= What the exercise asks =
Exactly as given, write out the lines from the one containing "Pin the woman in" through the end of the listing, with both ends included and nothing else.

--- Begin Data shown ---

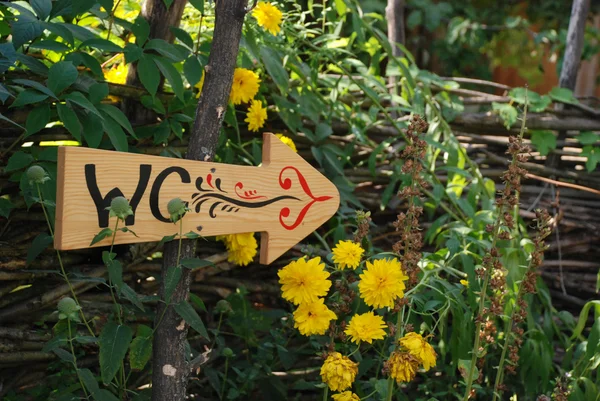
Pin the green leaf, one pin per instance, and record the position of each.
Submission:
(183, 36)
(274, 65)
(464, 367)
(140, 352)
(587, 138)
(114, 341)
(38, 245)
(102, 44)
(25, 29)
(322, 132)
(92, 129)
(37, 119)
(98, 92)
(341, 8)
(507, 113)
(19, 160)
(187, 312)
(35, 85)
(42, 8)
(171, 280)
(89, 381)
(115, 134)
(70, 120)
(28, 96)
(104, 233)
(80, 100)
(198, 5)
(172, 76)
(118, 116)
(148, 74)
(196, 263)
(141, 30)
(544, 141)
(64, 355)
(61, 75)
(192, 69)
(130, 294)
(5, 207)
(563, 95)
(196, 300)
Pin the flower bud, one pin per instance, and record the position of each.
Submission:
(68, 309)
(223, 307)
(177, 209)
(37, 175)
(119, 207)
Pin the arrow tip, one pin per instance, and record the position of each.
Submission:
(317, 199)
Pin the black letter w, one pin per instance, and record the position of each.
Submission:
(103, 202)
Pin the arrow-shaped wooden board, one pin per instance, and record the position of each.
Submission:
(285, 198)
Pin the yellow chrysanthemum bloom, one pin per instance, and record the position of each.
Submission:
(382, 282)
(420, 349)
(313, 317)
(288, 141)
(304, 280)
(402, 366)
(200, 85)
(366, 327)
(345, 396)
(116, 75)
(241, 248)
(256, 116)
(244, 86)
(338, 371)
(347, 254)
(268, 16)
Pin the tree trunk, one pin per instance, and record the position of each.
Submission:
(571, 60)
(394, 13)
(170, 370)
(160, 20)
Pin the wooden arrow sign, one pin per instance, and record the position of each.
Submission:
(286, 198)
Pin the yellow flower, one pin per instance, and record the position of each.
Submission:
(241, 248)
(313, 317)
(338, 371)
(244, 86)
(268, 16)
(366, 327)
(304, 281)
(402, 366)
(347, 254)
(256, 116)
(345, 396)
(382, 282)
(420, 349)
(200, 85)
(116, 75)
(287, 141)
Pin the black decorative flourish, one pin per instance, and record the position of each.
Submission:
(231, 204)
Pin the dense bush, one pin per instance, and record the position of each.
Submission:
(317, 77)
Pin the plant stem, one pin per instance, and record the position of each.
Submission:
(61, 264)
(110, 285)
(496, 233)
(75, 358)
(224, 378)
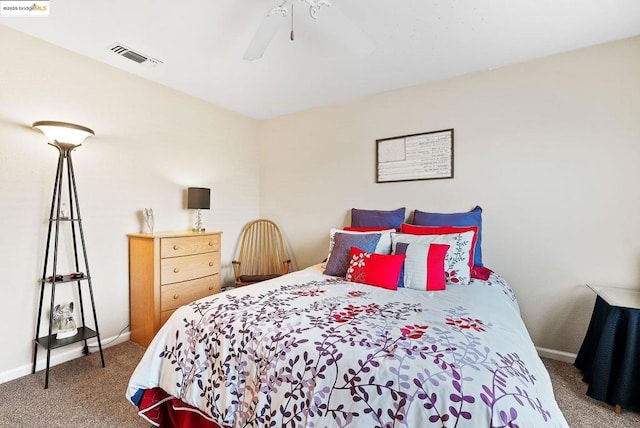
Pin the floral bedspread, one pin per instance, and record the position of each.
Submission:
(307, 350)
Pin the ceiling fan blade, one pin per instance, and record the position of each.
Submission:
(335, 22)
(268, 28)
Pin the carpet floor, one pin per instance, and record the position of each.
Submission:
(83, 394)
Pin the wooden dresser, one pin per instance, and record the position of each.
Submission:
(166, 271)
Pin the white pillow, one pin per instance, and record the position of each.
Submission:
(456, 263)
(383, 246)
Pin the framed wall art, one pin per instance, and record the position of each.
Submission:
(425, 156)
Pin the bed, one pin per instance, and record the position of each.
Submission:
(311, 350)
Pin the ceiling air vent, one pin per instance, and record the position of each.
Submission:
(138, 57)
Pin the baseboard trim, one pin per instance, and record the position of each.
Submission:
(553, 354)
(62, 355)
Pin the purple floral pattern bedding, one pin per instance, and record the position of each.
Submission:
(307, 350)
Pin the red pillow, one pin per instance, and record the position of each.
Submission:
(442, 230)
(380, 270)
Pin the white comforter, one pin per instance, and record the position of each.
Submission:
(308, 350)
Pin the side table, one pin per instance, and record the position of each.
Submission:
(609, 357)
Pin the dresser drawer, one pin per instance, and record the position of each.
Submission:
(175, 295)
(180, 269)
(184, 246)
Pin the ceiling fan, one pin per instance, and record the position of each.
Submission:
(331, 19)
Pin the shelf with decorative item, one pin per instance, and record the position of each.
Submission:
(83, 333)
(71, 277)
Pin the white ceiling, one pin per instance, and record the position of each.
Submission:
(201, 43)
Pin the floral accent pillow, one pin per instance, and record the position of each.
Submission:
(377, 218)
(381, 270)
(459, 257)
(424, 266)
(382, 247)
(340, 255)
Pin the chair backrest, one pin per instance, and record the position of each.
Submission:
(261, 249)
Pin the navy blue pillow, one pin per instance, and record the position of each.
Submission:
(376, 218)
(471, 218)
(340, 257)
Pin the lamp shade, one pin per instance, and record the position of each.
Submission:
(63, 132)
(198, 198)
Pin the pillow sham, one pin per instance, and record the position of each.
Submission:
(338, 261)
(380, 270)
(459, 256)
(424, 266)
(377, 218)
(471, 218)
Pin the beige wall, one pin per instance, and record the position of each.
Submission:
(548, 148)
(151, 143)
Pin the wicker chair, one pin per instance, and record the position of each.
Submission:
(261, 254)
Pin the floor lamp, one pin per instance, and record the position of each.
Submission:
(65, 137)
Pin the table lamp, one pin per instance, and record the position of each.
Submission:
(198, 198)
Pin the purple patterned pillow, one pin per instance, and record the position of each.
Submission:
(377, 218)
(471, 218)
(338, 262)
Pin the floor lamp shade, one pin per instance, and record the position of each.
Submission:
(198, 198)
(63, 132)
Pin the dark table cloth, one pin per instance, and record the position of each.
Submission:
(609, 357)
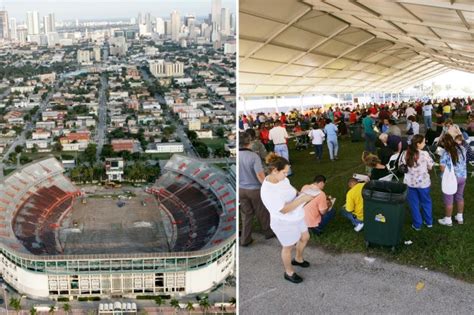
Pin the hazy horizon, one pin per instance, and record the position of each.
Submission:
(108, 9)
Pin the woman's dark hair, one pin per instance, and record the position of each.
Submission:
(275, 162)
(319, 179)
(251, 133)
(412, 151)
(451, 147)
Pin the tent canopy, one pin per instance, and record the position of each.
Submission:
(348, 46)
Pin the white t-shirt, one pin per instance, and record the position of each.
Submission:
(410, 112)
(317, 136)
(275, 196)
(278, 135)
(427, 110)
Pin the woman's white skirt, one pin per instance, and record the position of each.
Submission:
(288, 232)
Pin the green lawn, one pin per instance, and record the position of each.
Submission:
(450, 250)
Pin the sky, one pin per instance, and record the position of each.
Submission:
(112, 9)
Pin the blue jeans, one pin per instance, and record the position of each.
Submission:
(282, 150)
(370, 139)
(349, 215)
(318, 151)
(420, 197)
(428, 121)
(333, 147)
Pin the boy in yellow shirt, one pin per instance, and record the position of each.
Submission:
(354, 208)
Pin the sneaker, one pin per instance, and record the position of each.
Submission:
(445, 221)
(293, 278)
(303, 264)
(359, 227)
(459, 218)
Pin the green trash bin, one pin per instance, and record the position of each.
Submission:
(356, 132)
(384, 212)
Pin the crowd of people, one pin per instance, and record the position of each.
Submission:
(400, 141)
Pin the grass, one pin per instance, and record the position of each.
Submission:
(444, 249)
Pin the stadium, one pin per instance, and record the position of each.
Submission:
(175, 238)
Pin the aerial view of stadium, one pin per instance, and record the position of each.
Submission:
(176, 237)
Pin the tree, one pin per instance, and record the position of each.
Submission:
(204, 304)
(220, 132)
(189, 307)
(52, 309)
(90, 153)
(192, 135)
(67, 308)
(175, 304)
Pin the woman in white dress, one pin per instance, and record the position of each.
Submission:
(286, 214)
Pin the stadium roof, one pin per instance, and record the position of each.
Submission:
(346, 46)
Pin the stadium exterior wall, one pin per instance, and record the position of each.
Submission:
(177, 274)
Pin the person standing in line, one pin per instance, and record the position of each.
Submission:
(286, 214)
(419, 163)
(454, 156)
(331, 133)
(317, 138)
(427, 115)
(251, 176)
(369, 133)
(279, 137)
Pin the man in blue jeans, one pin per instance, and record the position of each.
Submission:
(370, 136)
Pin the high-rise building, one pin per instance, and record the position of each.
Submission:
(232, 23)
(216, 12)
(4, 27)
(175, 25)
(225, 21)
(83, 56)
(32, 22)
(51, 26)
(159, 26)
(167, 69)
(13, 33)
(96, 53)
(167, 27)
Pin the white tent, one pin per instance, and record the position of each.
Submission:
(290, 47)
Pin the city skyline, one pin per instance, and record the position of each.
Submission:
(108, 9)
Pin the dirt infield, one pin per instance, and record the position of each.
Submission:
(106, 225)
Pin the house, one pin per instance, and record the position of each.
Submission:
(114, 169)
(129, 145)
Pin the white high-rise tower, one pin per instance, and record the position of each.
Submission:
(32, 22)
(175, 25)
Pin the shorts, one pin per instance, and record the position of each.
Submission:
(288, 233)
(458, 196)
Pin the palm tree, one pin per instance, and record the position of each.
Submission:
(204, 304)
(52, 309)
(189, 307)
(67, 308)
(175, 304)
(15, 304)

--- End Data shown ---

= The output =
Pin the woman in white dress, one pin per instance, and record the position of each.
Submission:
(286, 214)
Pin the stadium roof, one pin per instance, and record the position of each.
Submission:
(346, 46)
Pin the stadium exterior wall, one pin per instance, and record the position of each.
Submission:
(177, 274)
Pin the person standing in line, one pin per instance, and record the position of each.
Submission:
(286, 214)
(419, 163)
(454, 156)
(331, 133)
(317, 138)
(427, 115)
(251, 176)
(369, 133)
(279, 137)
Pin the man in blue jeans, one pin per instance, and record the position of each.
Submission:
(370, 136)
Pin the high-rise building, one pin per instance, and record the position of each.
Submission:
(232, 23)
(216, 12)
(4, 27)
(175, 25)
(225, 21)
(83, 56)
(32, 22)
(51, 26)
(159, 26)
(167, 69)
(13, 33)
(96, 53)
(167, 27)
Pin the white tent, one pin per instance, and record the position of each.
Submission:
(290, 47)
Pin the city skyline, one pin per instance, and record the position of each.
Submission:
(108, 9)
Pin the dirt infield, one pin per instance, and record the position of each.
Submission:
(106, 225)
Pin the house, one pin per instance, and record the position of each.
Submission:
(114, 169)
(129, 145)
Pin the white high-rise tower, one pin per instance, and record the position of each.
Submission:
(32, 22)
(175, 25)
Pin the shorts, one pin per instance, and record the position of each.
Submission:
(288, 233)
(458, 196)
Pin the palm tree, one pin per instance, and record the position of each.
Submission:
(204, 304)
(52, 309)
(189, 307)
(67, 308)
(175, 304)
(15, 304)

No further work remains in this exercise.